§ **GIVEN EXERCISE**
Exclude the pictures and return every line exactly as written.

§ **Image object location entries**
....

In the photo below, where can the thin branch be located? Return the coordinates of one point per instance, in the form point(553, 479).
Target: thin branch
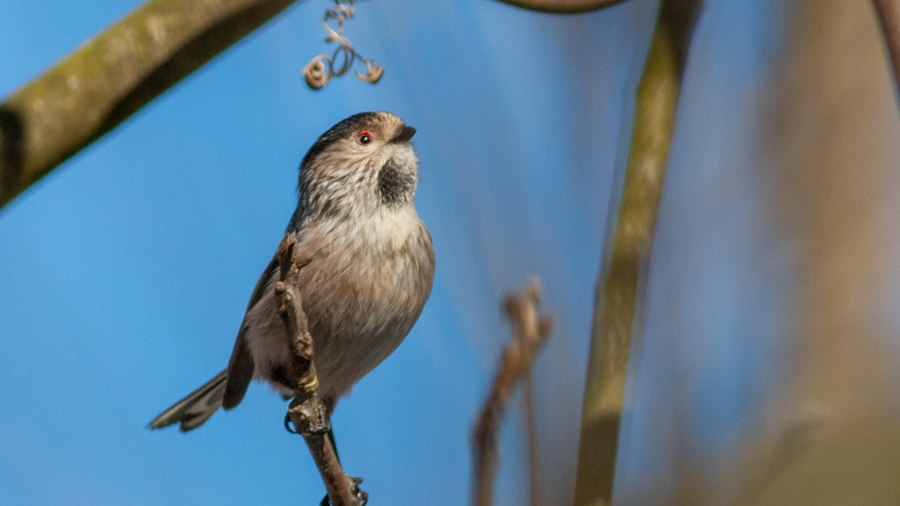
point(563, 6)
point(622, 280)
point(306, 412)
point(111, 77)
point(534, 455)
point(529, 333)
point(889, 19)
point(322, 68)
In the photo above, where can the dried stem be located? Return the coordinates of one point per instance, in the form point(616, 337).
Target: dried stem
point(563, 6)
point(306, 412)
point(889, 18)
point(322, 68)
point(534, 455)
point(529, 332)
point(630, 228)
point(111, 77)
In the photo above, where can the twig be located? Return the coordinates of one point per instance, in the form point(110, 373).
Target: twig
point(889, 19)
point(321, 69)
point(622, 279)
point(111, 77)
point(529, 332)
point(563, 6)
point(534, 455)
point(306, 412)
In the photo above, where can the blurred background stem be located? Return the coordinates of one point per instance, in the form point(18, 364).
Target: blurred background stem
point(113, 76)
point(630, 228)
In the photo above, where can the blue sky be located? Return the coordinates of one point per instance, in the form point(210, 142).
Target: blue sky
point(124, 274)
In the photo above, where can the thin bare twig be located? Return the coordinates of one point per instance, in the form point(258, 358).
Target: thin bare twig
point(529, 332)
point(322, 68)
point(630, 227)
point(563, 6)
point(534, 455)
point(889, 19)
point(111, 77)
point(306, 412)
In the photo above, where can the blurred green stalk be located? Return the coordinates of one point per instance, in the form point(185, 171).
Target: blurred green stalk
point(111, 77)
point(623, 269)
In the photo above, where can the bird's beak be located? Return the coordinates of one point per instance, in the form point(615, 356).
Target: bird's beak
point(404, 135)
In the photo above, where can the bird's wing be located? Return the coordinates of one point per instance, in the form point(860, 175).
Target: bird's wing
point(240, 367)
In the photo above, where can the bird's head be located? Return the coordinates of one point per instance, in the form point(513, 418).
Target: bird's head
point(363, 164)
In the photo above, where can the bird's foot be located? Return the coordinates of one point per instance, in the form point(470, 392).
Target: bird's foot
point(361, 497)
point(322, 427)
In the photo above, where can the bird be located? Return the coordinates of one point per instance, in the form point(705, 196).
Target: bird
point(371, 269)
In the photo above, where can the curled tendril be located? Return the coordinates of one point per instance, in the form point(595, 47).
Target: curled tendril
point(322, 68)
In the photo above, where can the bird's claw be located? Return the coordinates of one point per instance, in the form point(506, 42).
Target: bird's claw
point(361, 497)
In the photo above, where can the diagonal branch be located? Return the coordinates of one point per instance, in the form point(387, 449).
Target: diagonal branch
point(306, 412)
point(622, 279)
point(111, 77)
point(889, 18)
point(529, 332)
point(563, 6)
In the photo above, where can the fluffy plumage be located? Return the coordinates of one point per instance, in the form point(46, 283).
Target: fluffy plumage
point(371, 271)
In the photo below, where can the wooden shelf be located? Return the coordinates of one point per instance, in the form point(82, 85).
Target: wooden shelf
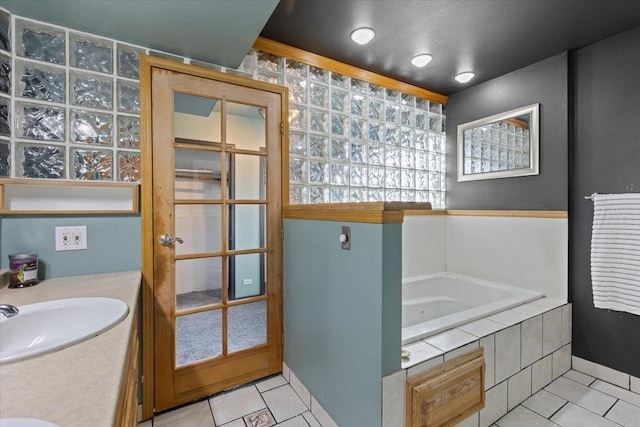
point(53, 197)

....

§ **TASK ANSWER**
In the photo below, where can the thin branch be located? Return the coordinates of one point per instance, in the form point(553, 479).
Target: thin branch
point(563, 6)
point(622, 280)
point(306, 412)
point(111, 77)
point(534, 455)
point(529, 333)
point(889, 19)
point(322, 68)
In the photo above, where can the dried stem be located? Return the coordinates of one point per instance, in the form point(616, 337).
Target: dried stem
point(563, 6)
point(306, 412)
point(889, 18)
point(322, 68)
point(534, 455)
point(529, 332)
point(630, 228)
point(111, 77)
In the photo above, where can the twig be located? Return the coordinates of one point per instance, in the form point(110, 373).
Target: twig
point(889, 19)
point(321, 69)
point(622, 279)
point(111, 77)
point(529, 332)
point(563, 6)
point(534, 455)
point(306, 412)
In the photo above, where can the blurred background stem be located? Return the coordinates of one point per instance, in the form point(18, 364).
Target: blurred background stem
point(113, 76)
point(630, 228)
In the photo above, where can the blue sky be located? Return the coordinates of one point per instance, in the form point(210, 142).
Target: blue sky
point(124, 274)
In the photo above, where can the thin bare twig be located? Return the coordinates of one point per instance, in the form point(258, 358).
Target: thin bare twig
point(529, 332)
point(322, 68)
point(630, 227)
point(563, 6)
point(534, 455)
point(889, 19)
point(111, 77)
point(306, 412)
In the photo above, where can the blurred green stalk be located? Return the coordinates of one point per instance, in the form point(185, 171).
Target: blurred green stalk
point(111, 77)
point(623, 269)
In the photo above, where can the bird's beak be located? Return the coordinates of one point per instance, in the form point(615, 356).
Target: bird's beak
point(404, 135)
In the photo above, where can the bird's wing be located? Return the coordinates of one point per instance, in the form point(860, 175).
Target: bird's wing
point(240, 367)
In the photo above, where can the bird's head be located? Return the coordinates of one point per instance, in the form point(513, 418).
Target: bird's head
point(363, 164)
In the photo above, where can the bird's foot be located? Return the coordinates of one point per instance, in the form point(470, 392).
Target: bird's foot
point(361, 497)
point(322, 427)
In the photo above, where can the bird be located? Return the coordinates of one point per instance, in the form point(705, 196).
Target: bird
point(371, 269)
In the photo above, where can the curled tendril be located? Return the coordinates of one point per instance, in the form point(595, 47).
Target: curled tendril
point(322, 68)
In the photo above, where can the bird's claw be located? Return the coordinates of one point per instance, in the form point(506, 42).
Target: bird's claw
point(361, 497)
In the photo above, where can the diagonal branch be located? Return the coordinates of one point per instance, in the form point(387, 449).
Target: diagonal branch
point(306, 412)
point(622, 279)
point(111, 77)
point(889, 18)
point(529, 332)
point(563, 6)
In the photo above, where can the fluffy plumage be located? Return the coordinates of one point per instance, in the form point(46, 283).
Target: fluffy plumage
point(371, 271)
In the photo below, where can the wooden shelf be located? Return the coordinates of one point per instance, in the form point(82, 85).
Target: wooden shelf
point(53, 197)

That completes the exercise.